[Exercise inputs — start]

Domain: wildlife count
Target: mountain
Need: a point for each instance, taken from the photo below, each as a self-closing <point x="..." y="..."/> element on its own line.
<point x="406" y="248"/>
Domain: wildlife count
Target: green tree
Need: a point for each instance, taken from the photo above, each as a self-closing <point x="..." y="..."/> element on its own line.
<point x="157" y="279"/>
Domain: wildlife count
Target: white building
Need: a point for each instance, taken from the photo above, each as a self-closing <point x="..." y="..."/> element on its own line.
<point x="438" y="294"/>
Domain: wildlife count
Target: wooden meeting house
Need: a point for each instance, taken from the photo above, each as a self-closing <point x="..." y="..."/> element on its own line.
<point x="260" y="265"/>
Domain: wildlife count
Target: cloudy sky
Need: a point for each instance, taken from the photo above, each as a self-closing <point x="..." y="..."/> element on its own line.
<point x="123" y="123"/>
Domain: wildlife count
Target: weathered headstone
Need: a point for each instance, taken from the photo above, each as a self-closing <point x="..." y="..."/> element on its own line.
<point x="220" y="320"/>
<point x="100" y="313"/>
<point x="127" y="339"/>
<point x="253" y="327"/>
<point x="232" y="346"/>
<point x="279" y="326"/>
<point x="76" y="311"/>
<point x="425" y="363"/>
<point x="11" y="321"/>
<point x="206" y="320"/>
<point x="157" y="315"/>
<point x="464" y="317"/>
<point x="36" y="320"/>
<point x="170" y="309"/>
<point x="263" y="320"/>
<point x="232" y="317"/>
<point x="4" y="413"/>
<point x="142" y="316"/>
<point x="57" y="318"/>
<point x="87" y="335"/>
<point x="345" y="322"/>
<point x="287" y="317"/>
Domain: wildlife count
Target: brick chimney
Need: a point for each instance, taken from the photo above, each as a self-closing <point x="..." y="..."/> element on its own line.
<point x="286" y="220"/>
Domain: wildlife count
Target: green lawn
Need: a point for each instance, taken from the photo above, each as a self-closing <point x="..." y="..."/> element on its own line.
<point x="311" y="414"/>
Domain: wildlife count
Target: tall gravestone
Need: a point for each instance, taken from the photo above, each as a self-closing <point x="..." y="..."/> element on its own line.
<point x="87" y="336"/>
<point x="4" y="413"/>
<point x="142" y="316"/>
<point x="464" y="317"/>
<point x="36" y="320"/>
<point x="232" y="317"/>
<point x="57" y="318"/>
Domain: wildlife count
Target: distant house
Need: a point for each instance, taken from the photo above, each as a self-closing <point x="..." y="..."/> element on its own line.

[Exercise inputs — finish]

## Directions for this task
Lines from the one that contains "Target: green lawn" through the final line of the entries must be duplicated exactly, and no other lines.

## Solved problem
Target: green lawn
Need: a point for each instance, taken from the photo above, each as a self-closing <point x="..." y="..."/> element on its own line.
<point x="311" y="414"/>
Domain: wildlife count
Target: tall gravestone
Need: a point for each instance, taken from the photo above, each as a self-closing <point x="..." y="..."/> element on its own line.
<point x="87" y="336"/>
<point x="4" y="413"/>
<point x="142" y="316"/>
<point x="464" y="317"/>
<point x="36" y="320"/>
<point x="232" y="317"/>
<point x="57" y="318"/>
Domain: wildlife count
Target: distant house
Need: a point for each instance, taken from the photo above, each as a self-closing <point x="..." y="..."/> element on its own line.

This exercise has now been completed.